Hans Christian Andersen's "Little Mermaid" tale can very well be read as the sublimated expression of frustrated gay desire, written when his beloved young friend Edvard Collin decided to get married, leaving him brokenhearted. Andersen spent his life deeply attached to young men he could befriend and adore but never touch - feeling, no doubt, like neither fish nor foul. The little mermaid of his story eventually gives up her amphibian status to be close to the "beautiful young prince" she has adored and saved from drowning. She accepts being permanently made human (but still incompletely so), giving up the mermaid's 300-year life-span, her human legs and feet suffering knife-stab pains as she dances lightly and gracefully (like a ballet dancer pushing her limits). She can only have an immortal soul (which mermaids don't have) if her love object marries her. If he doesn't, she'll turn into foam, the way mermaids do at the end of their long lifespans, and vanish.

Agnieszka Smoczynska's The Lure is a Polish punk musical horror version of Hans Christian Andersen, minus the gayness - but it has plenty of kink, and inter-species frustration. It's centered on a polymorphous nightclub, and meanders quite a bit. But it still winds up pretty faithful to the original tale, after all. It's not clear what the point some of its many surreal, gory variations is, other than just to have some fun and indulge in musical interludes. Smoczynska gives free play to a wild Slavic imagination but at the cost of a bulging midsection that causes the movie's ninety-two minutes to seem like two hours. There are many arresting images, some entertaining songs, dozens of amusing shifts of tone, but not very tight narrative construction. Still, this is a rarity some will adore, though it's decidedly not for children, nor for the mainstream audience.

┄┄┄┄┄┄┄┄┄┄┄┄┄┄┄┄┄┄┄┄

# [Written problem]
Answer these questions from the film review above.
(a) Whose decision to get married does the review link to the writing of Andersen's tale?
(b) What life-span does the little mermaid give up to become human?
(c) How many minutes long is The Lure?

# [Dataset content]
┄┄┄┄┄┄┄┄┄┄┄┄┄┄┄┄┄┄┄┄

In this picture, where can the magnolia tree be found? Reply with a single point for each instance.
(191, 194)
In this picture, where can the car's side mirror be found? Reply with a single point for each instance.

┄┄┄┄┄┄┄┄┄┄┄┄┄┄┄┄┄┄┄┄

# [The completed task]
(a) Edvard Collin's.
(b) The mermaid's 300-year life-span.
(c) Ninety-two minutes.